BRIEF
Copy all entries verbatim and keep any pictures out of the copy.

(Dataset entries)
..........

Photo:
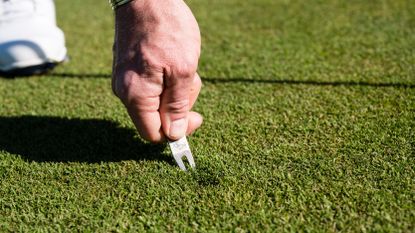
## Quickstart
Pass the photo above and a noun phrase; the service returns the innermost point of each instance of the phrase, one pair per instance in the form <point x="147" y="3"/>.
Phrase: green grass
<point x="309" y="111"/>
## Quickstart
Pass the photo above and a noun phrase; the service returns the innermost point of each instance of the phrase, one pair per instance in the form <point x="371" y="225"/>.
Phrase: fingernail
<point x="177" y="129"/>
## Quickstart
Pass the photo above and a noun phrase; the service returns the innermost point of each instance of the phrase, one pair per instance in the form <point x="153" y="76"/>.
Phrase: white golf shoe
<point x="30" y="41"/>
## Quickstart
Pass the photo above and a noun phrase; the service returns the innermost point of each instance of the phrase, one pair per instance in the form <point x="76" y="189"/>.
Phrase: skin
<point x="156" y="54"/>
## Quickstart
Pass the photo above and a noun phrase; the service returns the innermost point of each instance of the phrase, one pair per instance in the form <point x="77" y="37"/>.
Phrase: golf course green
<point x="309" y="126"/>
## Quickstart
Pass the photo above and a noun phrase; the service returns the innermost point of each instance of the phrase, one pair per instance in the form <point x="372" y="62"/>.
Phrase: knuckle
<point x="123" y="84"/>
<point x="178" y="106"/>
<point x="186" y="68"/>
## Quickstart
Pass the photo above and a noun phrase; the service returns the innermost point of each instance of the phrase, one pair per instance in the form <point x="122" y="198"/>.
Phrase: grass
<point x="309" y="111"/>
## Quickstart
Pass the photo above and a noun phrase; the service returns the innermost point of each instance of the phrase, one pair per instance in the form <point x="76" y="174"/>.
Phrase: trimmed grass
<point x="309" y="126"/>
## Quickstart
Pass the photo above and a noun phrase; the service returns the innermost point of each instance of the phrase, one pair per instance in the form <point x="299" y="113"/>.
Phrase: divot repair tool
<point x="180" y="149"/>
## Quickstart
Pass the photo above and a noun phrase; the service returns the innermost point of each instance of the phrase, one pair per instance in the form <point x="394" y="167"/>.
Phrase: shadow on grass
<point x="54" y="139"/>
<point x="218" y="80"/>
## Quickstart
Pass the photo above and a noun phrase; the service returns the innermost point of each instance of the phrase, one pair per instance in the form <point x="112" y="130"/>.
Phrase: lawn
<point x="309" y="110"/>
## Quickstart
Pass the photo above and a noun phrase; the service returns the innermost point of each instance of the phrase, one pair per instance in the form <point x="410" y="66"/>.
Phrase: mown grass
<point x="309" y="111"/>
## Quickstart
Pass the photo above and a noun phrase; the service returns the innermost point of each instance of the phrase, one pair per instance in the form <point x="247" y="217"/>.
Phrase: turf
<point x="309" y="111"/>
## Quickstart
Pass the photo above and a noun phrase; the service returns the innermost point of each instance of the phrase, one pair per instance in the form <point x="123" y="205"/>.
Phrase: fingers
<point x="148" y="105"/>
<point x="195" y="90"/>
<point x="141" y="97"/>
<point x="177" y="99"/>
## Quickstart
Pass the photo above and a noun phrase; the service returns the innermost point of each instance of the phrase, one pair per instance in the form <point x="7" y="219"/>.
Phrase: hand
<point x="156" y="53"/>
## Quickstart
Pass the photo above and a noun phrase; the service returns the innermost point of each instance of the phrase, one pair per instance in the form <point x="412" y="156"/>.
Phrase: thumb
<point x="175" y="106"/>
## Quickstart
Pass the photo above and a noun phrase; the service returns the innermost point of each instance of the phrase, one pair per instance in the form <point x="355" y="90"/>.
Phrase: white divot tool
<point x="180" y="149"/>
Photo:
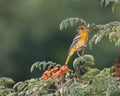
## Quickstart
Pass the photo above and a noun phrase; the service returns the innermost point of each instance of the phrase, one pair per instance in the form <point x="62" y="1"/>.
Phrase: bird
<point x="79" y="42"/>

..........

FINISHED EXERCISE
Photo:
## Quickstart
Pass the photo above and a noun phrase; the service returns the innermost point of each instance of the phrase, one pair per instance in the form <point x="147" y="3"/>.
Phrase: green grass
<point x="309" y="111"/>
## Quickstart
Pass the photo above and a noun phrase; the service returns the innermost point of each instance of the phrase, one pair per instance in the form <point x="371" y="225"/>.
Phrase: fingernail
<point x="177" y="129"/>
## Quickstart
Pass the photo above and a noun phrase; the service returns the innermost point of each instance of the phrase, one pair per instance in the form <point x="153" y="76"/>.
Phrase: white golf shoe
<point x="30" y="41"/>
## Quickstart
Pass the photo above and a noun phrase; the service returns the innermost point of each instance of the phrase, one pair per instance in the form <point x="76" y="189"/>.
Phrase: skin
<point x="156" y="54"/>
## Quickstart
Pass the photo above and a noun phrase; the service returns the innermost point of each instance of the phrase, one pair per instance in the form <point x="77" y="37"/>.
Phrase: golf course green
<point x="309" y="126"/>
## Quickstart
Pass the photo above and a noun phrase; the service returns the innermost point of each instance of the phrase, one pair per instance in the form <point x="372" y="62"/>.
Phrase: knuckle
<point x="123" y="84"/>
<point x="178" y="106"/>
<point x="186" y="68"/>
## Quickstart
Pass the photo above and a noun phrase; the service returns the innermost point of each instance of the phrase, one pair per instance in the form <point x="122" y="198"/>.
Phrase: grass
<point x="309" y="111"/>
## Quickstart
Pass the photo above and a noun phrase; the service returns the innermost point of each instance of the phrase, one pair per instance in the form <point x="76" y="174"/>.
Phrase: trimmed grass
<point x="309" y="126"/>
## Quickstart
Pass the photo above and a noun phrase; the service returns the innermost point of each instance of the phrase, one pair per instance in the form <point x="299" y="113"/>.
Phrase: divot repair tool
<point x="180" y="149"/>
## Quickstart
Pass the photo above and a noun phrase; the service returns the innermost point of each instance of the phrase, one pair per instance in the form <point x="394" y="167"/>.
Phrase: shadow on grass
<point x="54" y="139"/>
<point x="218" y="80"/>
## Quickstart
Pass the photo above and a noun phrase; the service returns the innermost point of each instance of the phrase, one pair per instance in the form <point x="112" y="130"/>.
Phrase: lawn
<point x="309" y="110"/>
## Quickstart
Pass the photo above and a noun phrase; the service returns the innermost point of each instance of the phrase, one pair per instance in the form <point x="410" y="66"/>.
Phrase: mown grass
<point x="309" y="111"/>
## Quickstart
Pass the photo above and a noun phrase; the service returns the innermost point of each instance of the phrase, one pair per instance in the form <point x="247" y="217"/>.
Phrase: turf
<point x="309" y="111"/>
## Quickstart
Pass the photo above and a noun phrase; the service returns the innermost point of each instance of the phrase, one pair per instance in the form <point x="123" y="205"/>.
Phrase: fingers
<point x="148" y="105"/>
<point x="195" y="90"/>
<point x="141" y="97"/>
<point x="177" y="99"/>
## Quickstart
Pass the photo above and a noun phrase; the service returns the innermost point of each instance of the phrase, one pair per instance in the form <point x="7" y="219"/>.
Phrase: hand
<point x="156" y="53"/>
## Quickstart
Pass the photo above and a noun phrase; the service returns the innermost point of each instance of the phrase, one pair per instance in the form <point x="412" y="156"/>.
Phrase: thumb
<point x="175" y="106"/>
## Quickstart
Pass the photo above and a noun phrase; the service returns the innermost point of each instance of the phrase, one pair per instance in the form <point x="355" y="90"/>.
Phrase: white divot tool
<point x="180" y="149"/>
Photo:
## Quickstart
Pass the photo above and a noun phrase; the service returns the innermost point of each instance of the phrase, one pair per instance in the form <point x="62" y="1"/>.
Phrase: bird
<point x="79" y="42"/>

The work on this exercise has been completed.